Data shown below:

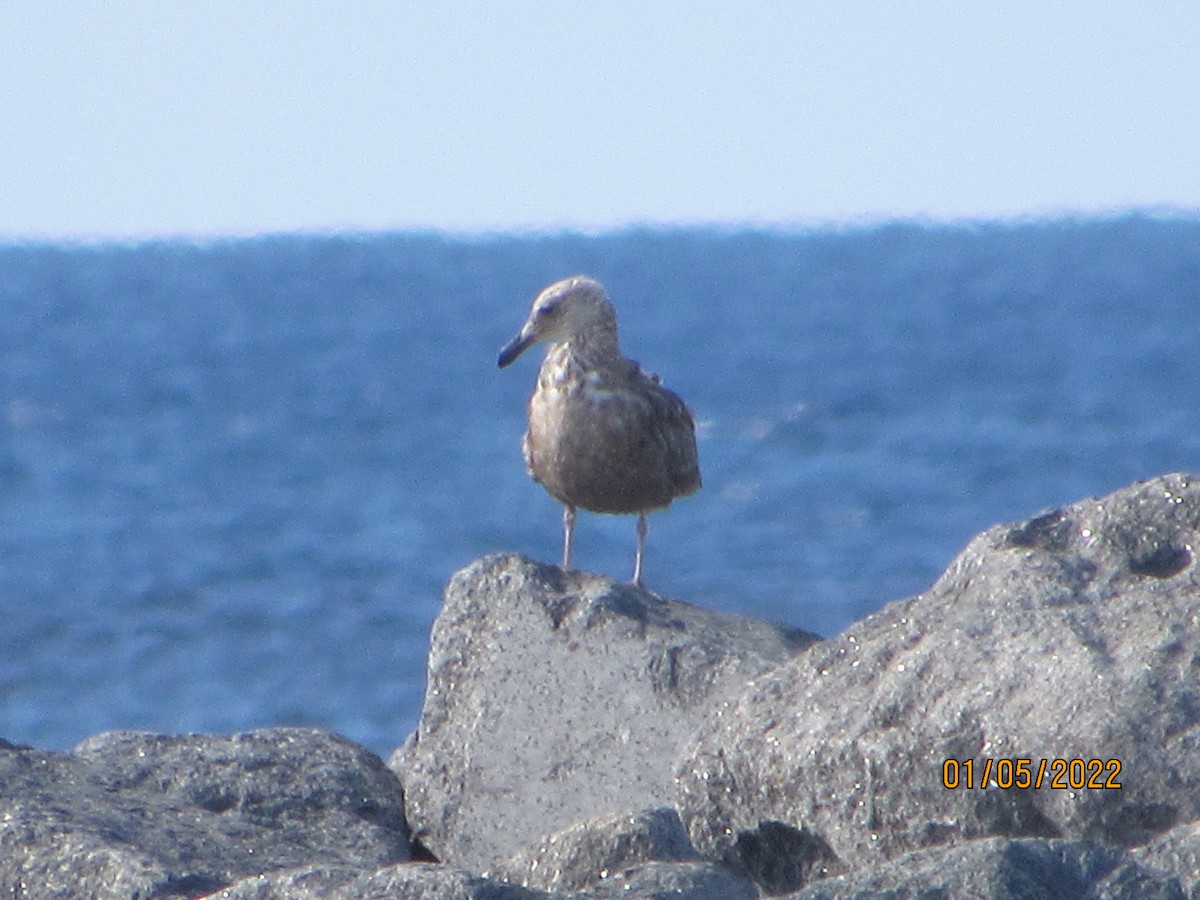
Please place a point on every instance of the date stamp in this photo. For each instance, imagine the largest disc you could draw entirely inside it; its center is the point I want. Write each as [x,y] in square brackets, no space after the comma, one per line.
[1026,773]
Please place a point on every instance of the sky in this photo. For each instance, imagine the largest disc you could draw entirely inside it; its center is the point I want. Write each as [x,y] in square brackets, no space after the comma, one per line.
[133,119]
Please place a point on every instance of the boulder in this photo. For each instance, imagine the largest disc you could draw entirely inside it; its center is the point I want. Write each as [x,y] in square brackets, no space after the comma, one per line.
[1071,637]
[553,697]
[1023,869]
[137,815]
[409,881]
[1176,852]
[639,855]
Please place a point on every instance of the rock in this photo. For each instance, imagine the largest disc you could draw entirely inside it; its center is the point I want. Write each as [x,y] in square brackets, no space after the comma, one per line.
[588,852]
[1176,852]
[1069,636]
[673,881]
[553,697]
[411,881]
[641,855]
[1003,868]
[137,815]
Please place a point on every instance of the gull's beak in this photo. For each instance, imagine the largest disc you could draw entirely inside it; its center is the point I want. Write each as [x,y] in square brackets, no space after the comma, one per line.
[517,346]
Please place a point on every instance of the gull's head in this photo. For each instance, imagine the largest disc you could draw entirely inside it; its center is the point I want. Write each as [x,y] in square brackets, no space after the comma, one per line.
[571,310]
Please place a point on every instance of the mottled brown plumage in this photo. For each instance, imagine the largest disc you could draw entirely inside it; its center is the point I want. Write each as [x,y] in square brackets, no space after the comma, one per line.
[604,436]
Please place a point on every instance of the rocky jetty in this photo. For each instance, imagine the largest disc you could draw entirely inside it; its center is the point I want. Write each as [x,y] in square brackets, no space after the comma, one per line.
[1027,727]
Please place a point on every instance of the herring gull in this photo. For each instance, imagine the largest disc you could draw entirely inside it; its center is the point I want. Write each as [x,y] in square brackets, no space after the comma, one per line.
[603,436]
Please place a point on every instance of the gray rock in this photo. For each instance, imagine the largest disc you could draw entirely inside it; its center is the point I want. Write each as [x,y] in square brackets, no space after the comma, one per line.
[1069,636]
[1176,852]
[1023,869]
[409,881]
[588,852]
[672,881]
[136,815]
[645,855]
[553,697]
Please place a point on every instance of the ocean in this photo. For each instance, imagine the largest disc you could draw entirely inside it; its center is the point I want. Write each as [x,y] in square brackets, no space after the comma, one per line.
[237,474]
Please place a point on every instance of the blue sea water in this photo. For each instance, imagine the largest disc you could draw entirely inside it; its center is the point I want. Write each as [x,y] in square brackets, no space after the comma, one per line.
[235,475]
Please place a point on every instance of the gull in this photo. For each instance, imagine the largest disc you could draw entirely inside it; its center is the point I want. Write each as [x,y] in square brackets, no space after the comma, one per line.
[604,436]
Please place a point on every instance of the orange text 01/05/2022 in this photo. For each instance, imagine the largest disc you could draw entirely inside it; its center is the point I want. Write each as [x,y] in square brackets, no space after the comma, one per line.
[1026,773]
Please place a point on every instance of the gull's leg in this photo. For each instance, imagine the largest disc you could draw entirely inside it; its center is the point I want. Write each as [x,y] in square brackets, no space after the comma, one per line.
[641,546]
[568,533]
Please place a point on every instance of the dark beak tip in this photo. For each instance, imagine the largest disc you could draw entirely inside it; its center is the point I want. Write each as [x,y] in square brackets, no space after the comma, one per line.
[510,351]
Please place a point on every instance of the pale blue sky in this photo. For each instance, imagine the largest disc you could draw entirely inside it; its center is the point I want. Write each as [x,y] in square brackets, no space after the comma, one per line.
[159,118]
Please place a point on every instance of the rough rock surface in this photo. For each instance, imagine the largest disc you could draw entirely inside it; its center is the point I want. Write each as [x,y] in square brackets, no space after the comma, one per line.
[1021,869]
[641,855]
[136,815]
[411,881]
[1074,635]
[562,707]
[553,697]
[1175,852]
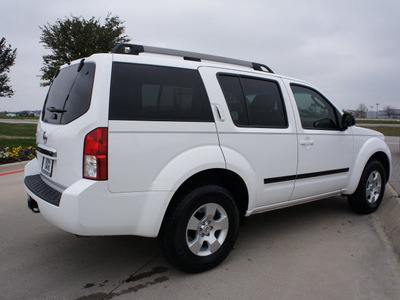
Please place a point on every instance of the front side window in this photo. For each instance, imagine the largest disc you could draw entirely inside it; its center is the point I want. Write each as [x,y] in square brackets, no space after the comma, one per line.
[315,111]
[153,93]
[254,102]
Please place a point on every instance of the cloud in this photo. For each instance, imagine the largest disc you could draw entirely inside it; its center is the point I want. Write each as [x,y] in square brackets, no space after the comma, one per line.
[347,48]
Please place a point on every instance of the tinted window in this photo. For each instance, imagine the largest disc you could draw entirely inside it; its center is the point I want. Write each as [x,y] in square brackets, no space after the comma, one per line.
[315,111]
[254,102]
[141,92]
[69,95]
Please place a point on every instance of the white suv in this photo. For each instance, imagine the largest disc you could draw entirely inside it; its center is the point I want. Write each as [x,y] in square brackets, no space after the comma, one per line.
[182,146]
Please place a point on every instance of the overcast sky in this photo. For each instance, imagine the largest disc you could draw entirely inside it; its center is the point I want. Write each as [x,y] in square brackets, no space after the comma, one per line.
[349,49]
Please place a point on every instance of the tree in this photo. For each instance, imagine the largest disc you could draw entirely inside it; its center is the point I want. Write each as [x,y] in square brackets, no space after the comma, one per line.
[361,111]
[7,59]
[75,37]
[389,111]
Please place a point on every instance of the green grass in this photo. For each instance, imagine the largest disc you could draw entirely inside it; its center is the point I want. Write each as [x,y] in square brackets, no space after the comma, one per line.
[385,130]
[15,135]
[366,121]
[18,130]
[14,143]
[19,118]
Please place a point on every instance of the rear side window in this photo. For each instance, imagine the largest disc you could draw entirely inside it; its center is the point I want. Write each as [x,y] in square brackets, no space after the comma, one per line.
[69,95]
[254,102]
[153,93]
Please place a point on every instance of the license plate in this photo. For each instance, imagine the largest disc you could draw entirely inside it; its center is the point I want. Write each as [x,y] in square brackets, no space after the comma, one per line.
[47,166]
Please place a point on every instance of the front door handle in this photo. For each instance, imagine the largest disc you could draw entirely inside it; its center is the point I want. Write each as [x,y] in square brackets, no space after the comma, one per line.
[307,142]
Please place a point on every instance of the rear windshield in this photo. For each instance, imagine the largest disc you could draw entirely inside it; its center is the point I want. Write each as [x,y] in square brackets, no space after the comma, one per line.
[69,95]
[153,93]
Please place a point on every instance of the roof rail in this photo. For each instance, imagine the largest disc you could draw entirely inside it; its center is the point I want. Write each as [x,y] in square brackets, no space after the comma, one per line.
[187,55]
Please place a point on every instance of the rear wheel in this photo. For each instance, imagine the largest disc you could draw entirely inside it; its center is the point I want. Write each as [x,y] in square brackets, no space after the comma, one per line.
[370,190]
[201,229]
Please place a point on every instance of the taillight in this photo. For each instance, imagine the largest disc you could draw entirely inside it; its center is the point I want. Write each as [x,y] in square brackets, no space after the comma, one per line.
[95,154]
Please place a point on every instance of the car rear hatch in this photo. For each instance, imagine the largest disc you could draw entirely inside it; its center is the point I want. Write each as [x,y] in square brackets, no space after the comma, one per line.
[64,124]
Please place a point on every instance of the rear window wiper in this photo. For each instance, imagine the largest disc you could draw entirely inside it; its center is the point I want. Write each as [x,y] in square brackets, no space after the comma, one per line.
[57,110]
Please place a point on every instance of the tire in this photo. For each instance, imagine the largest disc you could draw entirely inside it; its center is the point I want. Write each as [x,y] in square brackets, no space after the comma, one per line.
[200,230]
[370,190]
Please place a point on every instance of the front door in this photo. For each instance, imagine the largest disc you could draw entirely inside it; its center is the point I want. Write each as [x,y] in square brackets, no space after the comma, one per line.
[325,151]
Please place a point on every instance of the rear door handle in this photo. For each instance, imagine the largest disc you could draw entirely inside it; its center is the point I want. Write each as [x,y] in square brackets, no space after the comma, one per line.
[307,142]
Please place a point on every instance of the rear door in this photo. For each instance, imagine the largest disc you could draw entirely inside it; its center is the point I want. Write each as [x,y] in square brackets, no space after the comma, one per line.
[158,116]
[256,132]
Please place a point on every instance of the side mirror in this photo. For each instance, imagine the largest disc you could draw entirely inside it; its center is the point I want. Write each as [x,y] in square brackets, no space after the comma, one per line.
[347,121]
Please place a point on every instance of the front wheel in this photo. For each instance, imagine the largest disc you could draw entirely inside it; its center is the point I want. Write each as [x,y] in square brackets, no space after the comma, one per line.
[370,190]
[201,229]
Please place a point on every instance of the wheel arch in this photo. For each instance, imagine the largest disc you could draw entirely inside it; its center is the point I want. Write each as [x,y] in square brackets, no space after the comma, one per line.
[373,150]
[222,177]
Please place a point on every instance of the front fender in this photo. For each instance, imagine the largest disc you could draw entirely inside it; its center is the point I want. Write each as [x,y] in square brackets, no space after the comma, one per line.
[367,149]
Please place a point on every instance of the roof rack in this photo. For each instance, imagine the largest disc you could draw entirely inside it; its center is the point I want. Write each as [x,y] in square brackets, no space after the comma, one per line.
[187,55]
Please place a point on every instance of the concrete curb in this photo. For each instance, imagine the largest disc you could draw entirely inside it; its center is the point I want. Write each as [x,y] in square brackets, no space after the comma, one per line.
[13,167]
[388,218]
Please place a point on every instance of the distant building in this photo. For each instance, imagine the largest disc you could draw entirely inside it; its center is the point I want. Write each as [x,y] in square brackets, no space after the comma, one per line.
[382,114]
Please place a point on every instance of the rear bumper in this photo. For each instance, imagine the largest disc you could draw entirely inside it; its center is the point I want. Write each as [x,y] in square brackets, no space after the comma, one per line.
[87,207]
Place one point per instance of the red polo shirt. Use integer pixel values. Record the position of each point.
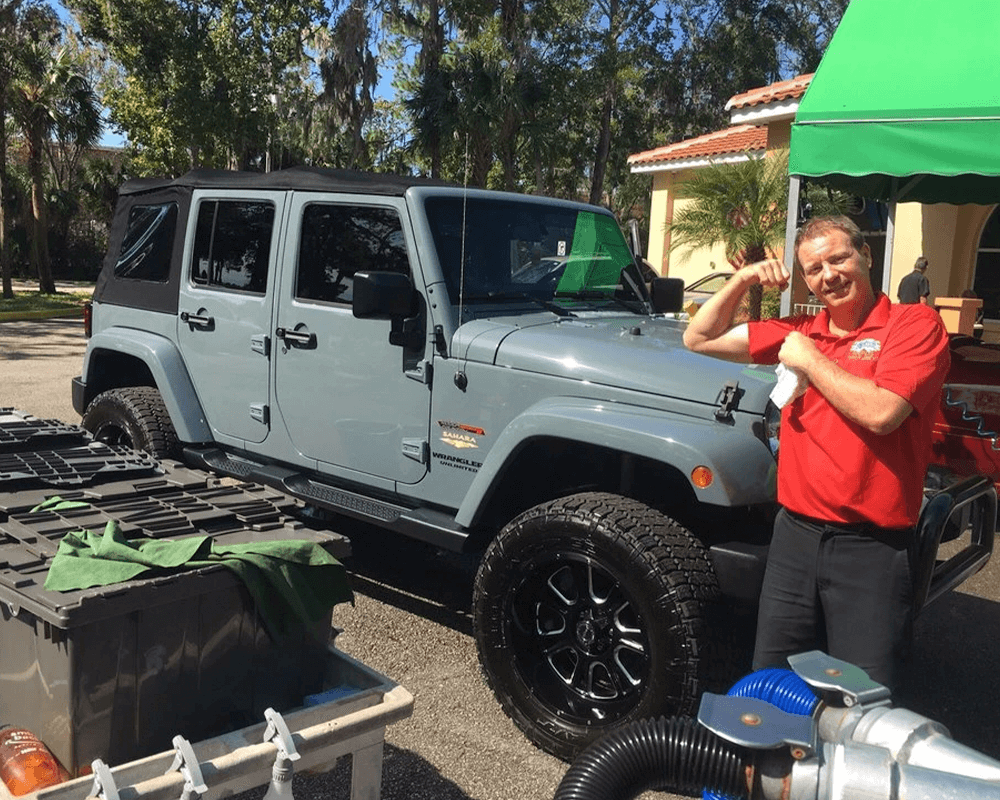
(832, 469)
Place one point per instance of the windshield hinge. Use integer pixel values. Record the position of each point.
(421, 372)
(728, 400)
(440, 344)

End of Data shown.

▸ Problem details
Set down exactly, from the line that contains "Please place a point on every instance of the distant" through the last line of the data, each line as it stands, and leave the pictures out.

▸ Answer to this task
Please place a point on every instance of the distant building in this photo. For each instance, imagine the largest disc you could draw entirely inside it; its center is the point I want. Write each as [x,y] in square brackets, no space after the comma, one per line.
[382,114]
Please place a point on every instance of the rear bumper in this photo. For each instance, imagine the largest disc you could draw entirely inside it; its center is the point I want. Write each as [x,y] in square brackets, no space after the comma, one per line.
[87,207]
Place one point per instance of the red polo shirt. Use integer pixel values. Record the position of each point.
(832, 469)
Place one point per instance of the windshield hinge. Use integer pixel values. Record the position of each point.
(421, 372)
(728, 400)
(440, 344)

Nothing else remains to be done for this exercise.